▶ [YOUR INSTRUCTIONS]: Rewrite every entry below, putting "Place a dot" wherever "Mark a point" appears and keeping everything else the same.
--- Begin SUPPLIED DATA ---
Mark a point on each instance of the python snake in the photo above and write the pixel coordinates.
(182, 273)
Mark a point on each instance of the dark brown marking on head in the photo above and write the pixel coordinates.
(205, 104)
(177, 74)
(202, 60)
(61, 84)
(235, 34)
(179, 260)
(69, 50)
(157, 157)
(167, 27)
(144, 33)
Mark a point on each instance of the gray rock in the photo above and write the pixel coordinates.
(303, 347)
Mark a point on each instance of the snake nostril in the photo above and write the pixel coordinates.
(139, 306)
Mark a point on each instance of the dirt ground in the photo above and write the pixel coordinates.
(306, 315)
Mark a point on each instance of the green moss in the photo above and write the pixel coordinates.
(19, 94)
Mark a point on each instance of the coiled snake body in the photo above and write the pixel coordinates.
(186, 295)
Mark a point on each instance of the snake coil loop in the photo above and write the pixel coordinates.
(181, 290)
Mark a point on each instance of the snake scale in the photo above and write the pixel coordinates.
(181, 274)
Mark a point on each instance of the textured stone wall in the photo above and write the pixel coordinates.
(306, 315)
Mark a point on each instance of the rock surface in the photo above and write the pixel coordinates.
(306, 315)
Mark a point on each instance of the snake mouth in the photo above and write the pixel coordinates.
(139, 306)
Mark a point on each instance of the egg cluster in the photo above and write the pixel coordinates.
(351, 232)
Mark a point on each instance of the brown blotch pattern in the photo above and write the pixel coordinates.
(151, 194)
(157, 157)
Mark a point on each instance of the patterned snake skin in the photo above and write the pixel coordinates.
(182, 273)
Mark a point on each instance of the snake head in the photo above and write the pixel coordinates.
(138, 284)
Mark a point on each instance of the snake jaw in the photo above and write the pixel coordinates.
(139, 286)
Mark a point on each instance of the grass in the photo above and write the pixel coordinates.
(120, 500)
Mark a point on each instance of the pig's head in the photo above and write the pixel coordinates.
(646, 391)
--- End SUPPLIED DATA ---
▶ [RESULT OF THE EXERCISE]:
Place a dot on each instance of the python snake in the photo above and write the pixel coordinates.
(182, 273)
Place a dot on each instance of the dark brown marking on head in the photo above and write the pixel coordinates.
(205, 104)
(177, 74)
(202, 60)
(61, 84)
(235, 34)
(179, 260)
(69, 50)
(157, 157)
(167, 27)
(144, 33)
Place a dot on each instance of the gray rock in the photo above and write the pixel coordinates.
(303, 347)
Place a dot on each instance of the snake nostril in the photo above and write the pixel coordinates.
(139, 306)
Place a dot on each instance of the dirt ground in the photo above and write the pixel coordinates.
(306, 315)
Place a dot on each instance of the green moss in the photo above and write the pixel coordinates.
(19, 94)
Place a dot on each instance of the coiled snake body in the photo above and write the pixel coordinates.
(186, 295)
Place a dot on each instance of the snake coil loop in the photo above and write the pixel coordinates.
(181, 290)
Place a dot on each instance of the snake scale in the photo above and write the pixel coordinates.
(181, 274)
Place a dot on each instance of the textured stone wall in the photo above and write the pixel coordinates.
(306, 315)
Place a dot on each instance of the rock surface in the photo above and write the pixel coordinates.
(306, 315)
Place a dot on each instance of the snake mouth in the photo above and write the pixel coordinates.
(139, 306)
Place a dot on each instance of the egg cluster in the photo above and write the pixel coordinates.
(351, 232)
Place a dot on each instance of the brown blotch pattern in the photo above and write the pixel coordinates.
(151, 194)
(157, 157)
Place a dot on each instance of the patterned snake skin in the photo above and write the pixel coordinates.
(182, 273)
Place a dot on each instance of the snake head in the photo above and write the pixel coordinates.
(138, 284)
Place a dot on each instance of the snake jaw in the photo above and write the pixel coordinates.
(139, 286)
Place a dot on each instance of the grass in the photo above and write the pixel coordinates.
(120, 500)
Place a dot on each instance of the pig's head in the photo above and write the pixel coordinates.
(646, 391)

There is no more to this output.